▼▼▼

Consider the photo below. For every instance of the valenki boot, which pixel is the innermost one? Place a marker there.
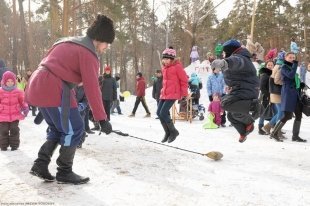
(65, 175)
(40, 166)
(173, 132)
(167, 133)
(275, 134)
(296, 129)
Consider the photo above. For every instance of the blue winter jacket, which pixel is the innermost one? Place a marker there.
(194, 80)
(215, 84)
(294, 47)
(289, 93)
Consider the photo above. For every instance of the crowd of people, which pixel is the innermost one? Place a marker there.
(235, 87)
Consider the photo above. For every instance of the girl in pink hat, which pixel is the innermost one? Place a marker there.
(175, 87)
(12, 109)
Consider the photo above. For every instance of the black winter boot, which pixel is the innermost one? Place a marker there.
(65, 174)
(275, 134)
(296, 129)
(173, 132)
(260, 130)
(82, 140)
(167, 133)
(255, 108)
(40, 166)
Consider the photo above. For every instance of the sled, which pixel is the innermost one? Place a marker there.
(215, 155)
(185, 112)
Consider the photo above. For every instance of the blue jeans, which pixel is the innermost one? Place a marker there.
(163, 108)
(278, 115)
(52, 116)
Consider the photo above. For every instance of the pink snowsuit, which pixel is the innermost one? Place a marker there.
(216, 109)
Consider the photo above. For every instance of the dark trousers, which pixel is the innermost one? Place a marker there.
(107, 107)
(142, 100)
(163, 110)
(52, 116)
(298, 113)
(33, 110)
(9, 134)
(86, 119)
(223, 116)
(238, 112)
(116, 104)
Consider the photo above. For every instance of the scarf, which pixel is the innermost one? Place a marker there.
(296, 78)
(9, 89)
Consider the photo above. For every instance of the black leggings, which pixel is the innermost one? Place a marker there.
(298, 113)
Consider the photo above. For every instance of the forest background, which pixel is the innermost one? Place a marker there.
(28, 28)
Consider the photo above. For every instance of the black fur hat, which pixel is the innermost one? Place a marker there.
(102, 29)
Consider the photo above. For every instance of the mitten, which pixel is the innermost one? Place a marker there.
(81, 107)
(106, 127)
(25, 111)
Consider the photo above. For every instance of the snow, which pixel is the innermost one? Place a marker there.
(128, 171)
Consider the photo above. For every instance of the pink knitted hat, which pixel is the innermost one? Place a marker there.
(169, 53)
(6, 76)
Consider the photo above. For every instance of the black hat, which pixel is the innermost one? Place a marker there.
(139, 74)
(230, 46)
(102, 29)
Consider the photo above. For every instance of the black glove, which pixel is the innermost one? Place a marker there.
(39, 118)
(302, 85)
(106, 127)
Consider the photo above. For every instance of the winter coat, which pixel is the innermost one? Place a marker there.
(275, 81)
(289, 93)
(68, 62)
(108, 88)
(307, 79)
(272, 54)
(175, 81)
(80, 95)
(218, 50)
(194, 53)
(3, 69)
(215, 84)
(264, 75)
(157, 86)
(215, 107)
(11, 105)
(241, 76)
(194, 80)
(140, 87)
(294, 47)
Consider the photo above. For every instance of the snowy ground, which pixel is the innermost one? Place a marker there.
(126, 171)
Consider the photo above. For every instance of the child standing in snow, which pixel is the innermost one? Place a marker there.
(175, 87)
(12, 109)
(194, 83)
(216, 109)
(194, 54)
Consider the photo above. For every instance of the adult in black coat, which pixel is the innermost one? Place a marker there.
(264, 74)
(3, 68)
(158, 85)
(108, 90)
(243, 88)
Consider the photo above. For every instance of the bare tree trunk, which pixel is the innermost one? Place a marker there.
(14, 55)
(54, 20)
(65, 18)
(23, 35)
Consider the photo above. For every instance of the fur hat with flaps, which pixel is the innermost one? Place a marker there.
(6, 76)
(219, 64)
(102, 29)
(107, 68)
(169, 53)
(230, 46)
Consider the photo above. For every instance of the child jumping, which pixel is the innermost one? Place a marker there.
(216, 109)
(12, 109)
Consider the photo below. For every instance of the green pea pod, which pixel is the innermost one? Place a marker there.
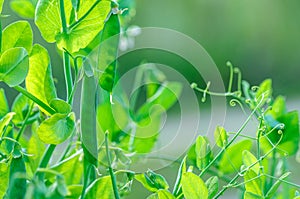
(17, 179)
(88, 119)
(108, 52)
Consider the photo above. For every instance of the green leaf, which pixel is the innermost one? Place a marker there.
(71, 168)
(14, 66)
(80, 35)
(289, 143)
(253, 184)
(4, 109)
(4, 178)
(47, 18)
(203, 152)
(108, 51)
(17, 179)
(182, 169)
(57, 128)
(165, 96)
(249, 195)
(17, 34)
(221, 137)
(24, 8)
(193, 186)
(152, 181)
(212, 185)
(1, 5)
(60, 106)
(35, 148)
(264, 91)
(272, 191)
(100, 188)
(231, 159)
(161, 194)
(5, 121)
(39, 80)
(249, 159)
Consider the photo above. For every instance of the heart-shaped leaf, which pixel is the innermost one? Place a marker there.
(18, 34)
(14, 66)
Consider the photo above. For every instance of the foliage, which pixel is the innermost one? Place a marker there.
(100, 144)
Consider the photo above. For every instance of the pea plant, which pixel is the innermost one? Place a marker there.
(100, 144)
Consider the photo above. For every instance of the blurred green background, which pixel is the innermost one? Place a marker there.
(262, 38)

▲▲▲

Work instructions: What is needed is the whole listing again, set down exactly, without its pictures.

Solution:
Consider the photo below. For every instance of the valenki boot, which pixel is the innermost one? Place a marker there.
(65, 175)
(40, 166)
(173, 132)
(167, 133)
(275, 134)
(296, 129)
Consider the photo above. For every instance of the blue winter jacket, which pixel is the innermost one? Place a marker there.
(194, 80)
(215, 84)
(294, 47)
(289, 93)
Consider the photo above. For every instance of the crowd of people, which pixel is the innermost one? Place a marker there.
(235, 87)
Consider the photo above. For every instance of the girl in pink hat, which pixel is the innermost one? Place a marker there.
(175, 87)
(12, 109)
Consider the photo above. For every instance of the black winter boot, which pixel is the innermost one? Place a marker there.
(65, 174)
(275, 134)
(296, 129)
(173, 132)
(260, 130)
(82, 140)
(167, 133)
(255, 108)
(40, 166)
Consider the photo above. For every instance of the sled, which pixel is the innermost one? Place a marker there.
(215, 155)
(185, 112)
Consider the photo above. For every instance of the blue jeans, which pixel is the innermost one? Place a marker there.
(163, 108)
(278, 115)
(52, 116)
Consider the photo above. For every instance of the pink snowsuit, which pixel is the innermost one? Place a marker there.
(216, 109)
Consider the photo above. For every instance of the dark trousers, which pixel is the innermost one? Place a marker there.
(107, 107)
(142, 100)
(163, 110)
(52, 116)
(298, 113)
(33, 110)
(9, 134)
(86, 119)
(223, 116)
(238, 112)
(116, 104)
Consider the photo above. For every instance of the scarf, which pixel is the innermost one? Place a marker there.
(296, 78)
(9, 89)
Consider the photo above. For every instance of the black leggings, which pixel is the innermost one? Place a marker there.
(298, 113)
Consider the photo above. For every instance of the forest background, which pixel is the innermost one? Place a marker there.
(28, 28)
Consider the photo above. For every instance of the black fur hat, which pixel is the innermost one? Place a marker there.
(102, 29)
Consider the photo above. For every instance of the mitten, which pixel is the innermost one? Place a marker there.
(81, 107)
(106, 127)
(25, 111)
Consider the photo above. For every instance of the snow, which pixel is the innermost one? Place a marker there.
(128, 171)
Consider the photo above. For every instance of the pink knitted hat, which pixel is the innermost one? Place a marker there.
(169, 53)
(6, 76)
Consider the photo above. For every instance of the black hat, which pixel is the innermost one? Place a marker there.
(139, 74)
(230, 46)
(102, 29)
Consider the photo above. For every instance of the black glove, which pixel is the innermost one? Place a marker there.
(39, 118)
(302, 85)
(106, 127)
Consider the photo above. For every instance of the winter coat, which pixel is the innermost one? Place a marker there.
(275, 81)
(289, 93)
(68, 62)
(108, 88)
(307, 79)
(272, 54)
(175, 81)
(80, 95)
(218, 50)
(194, 53)
(3, 69)
(215, 84)
(264, 75)
(157, 86)
(215, 107)
(11, 105)
(241, 76)
(194, 80)
(140, 87)
(294, 47)
Consider the photo above. For every instance of the snowy ground, which pixel is the innermost one? Place a marker there.
(126, 171)
Consider the photo above. For every instance of the child standing in snow, which pixel is the innermost one? Place a marker there.
(175, 87)
(12, 109)
(194, 83)
(216, 109)
(194, 54)
Consider the photo above. For every instance of the adult in black coat, which pixel is the innermost one? Place a marker there.
(264, 74)
(3, 68)
(158, 85)
(108, 90)
(243, 88)
Consider the photo above. For every instance of the bare tree trunk, which pixel is the innermost one? Place a marker there.
(14, 55)
(54, 20)
(65, 18)
(23, 35)
Consider the photo above. For every instance of the fur hat with flaps, which pixel is the innermost one? Place a marker there.
(6, 76)
(219, 64)
(102, 29)
(107, 68)
(169, 53)
(230, 46)
Consider the photo above. For every instance of the child jumping, which pixel is the innermost one? Place a marker there.
(216, 109)
(12, 109)
Consider the photo below. For every instance of the green pea pod, which pixel is the innermost one? Place a marker there.
(17, 179)
(88, 119)
(108, 52)
Consider the photo above. For every instance of the green leaf, which pixel is the innermost one? Place a marker there.
(71, 168)
(14, 66)
(80, 35)
(289, 143)
(253, 184)
(4, 109)
(4, 178)
(47, 18)
(203, 152)
(108, 51)
(17, 179)
(182, 169)
(57, 128)
(165, 96)
(249, 195)
(17, 34)
(221, 137)
(24, 8)
(193, 186)
(152, 181)
(212, 185)
(1, 5)
(60, 106)
(35, 148)
(264, 91)
(272, 191)
(100, 188)
(231, 159)
(161, 194)
(5, 121)
(39, 80)
(249, 159)
Consider the photo above. For every instance of the heart-shaped leaf, which pixel is the innermost one? Place a marker there.
(18, 34)
(14, 66)
Consider the photo above. For every instance of the foliage, which pixel is the innermost one? Place a marker there.
(100, 144)
Consider the photo above. For every instance of the pea plant, which pixel is the innermost one? Place a marker there.
(100, 144)
Consider the photo above. For every instance of the blurred green background, which pixel is the innermost one? Place a marker there.
(262, 38)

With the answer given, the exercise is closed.